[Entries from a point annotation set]
★ ★ ★ ★ ★
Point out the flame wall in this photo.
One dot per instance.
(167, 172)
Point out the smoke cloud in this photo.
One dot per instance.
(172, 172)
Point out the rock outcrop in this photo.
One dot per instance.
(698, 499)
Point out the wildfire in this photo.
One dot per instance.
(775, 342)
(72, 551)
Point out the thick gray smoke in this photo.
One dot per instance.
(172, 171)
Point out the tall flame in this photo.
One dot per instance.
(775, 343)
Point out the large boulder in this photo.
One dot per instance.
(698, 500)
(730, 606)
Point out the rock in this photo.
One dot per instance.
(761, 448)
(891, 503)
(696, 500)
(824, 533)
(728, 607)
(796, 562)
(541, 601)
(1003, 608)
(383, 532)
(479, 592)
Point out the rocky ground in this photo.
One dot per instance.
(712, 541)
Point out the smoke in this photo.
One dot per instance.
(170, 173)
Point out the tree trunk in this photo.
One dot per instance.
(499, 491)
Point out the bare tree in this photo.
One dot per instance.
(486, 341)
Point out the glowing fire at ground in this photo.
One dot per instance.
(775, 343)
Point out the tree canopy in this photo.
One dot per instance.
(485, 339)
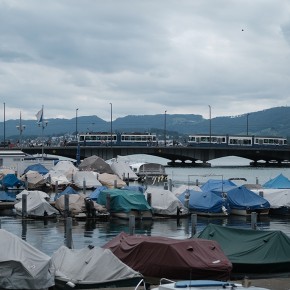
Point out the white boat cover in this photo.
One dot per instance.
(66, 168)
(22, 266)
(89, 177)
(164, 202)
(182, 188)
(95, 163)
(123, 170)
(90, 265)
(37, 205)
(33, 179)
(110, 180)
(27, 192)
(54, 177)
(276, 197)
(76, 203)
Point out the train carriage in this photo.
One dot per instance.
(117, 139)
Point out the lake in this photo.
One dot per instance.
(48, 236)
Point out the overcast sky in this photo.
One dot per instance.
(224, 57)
★ ★ ★ ★ ★
OBJECTIVE → Can you output all the records above as a two-column CSV with the headers text and answer, one row per record, each value wrapped in double quotes with line breaks replaced by spaces, and the pictures left out?

RESULT BELOW →
text,answer
"Point out the flame wall in this photo. One dot per instance.","(167, 172)"
"Point out the smoke cloud in this photo. One dot per instance.","(172, 172)"
"Point out the rock outcrop in this photo. One dot per instance.","(698, 499)"
"Point out the wildfire in this photo. One dot per instance.","(775, 342) (72, 551)"
"Point out the thick gray smoke in this photo. One dot per instance.","(172, 171)"
"Point out the tall flame in this photo. One dot per instance.","(775, 343)"
"Point out the large boulder in this photo. One dot per instance.","(698, 500) (730, 606)"
"Point out the rock in this photo. One dot per instance.","(761, 448) (891, 503) (696, 500) (824, 533) (728, 607) (796, 562) (541, 601) (1003, 608) (383, 532) (479, 592)"
"Point out the rocky ground in this photo. One dot per instance.","(712, 541)"
"Point out the smoke in this photo. One dot per instance.","(170, 173)"
"Point out the tree trunk in this photo. One dot per instance.","(499, 491)"
"Point out the bare tree in this photo. One dot per instance.","(486, 341)"
"Point out the glowing fire at ground in this photo. One dot per instance.","(775, 343)"
"Point out the tree canopy in this photo. One dot per instance.","(485, 339)"
"Point out the white boat cover in this photo. One dot per instance.","(66, 168) (22, 266) (89, 177) (164, 202) (182, 188) (95, 163) (123, 170) (90, 265) (37, 205) (33, 179) (110, 180) (27, 192) (54, 177) (276, 197) (76, 203)"
"Point out the train carriage in this photo. One dot per instance.","(117, 139)"
"Point out the lake in this photo. One dot per instance.","(48, 236)"
"Point out the overcast sky in this photo. One dot per instance.","(224, 57)"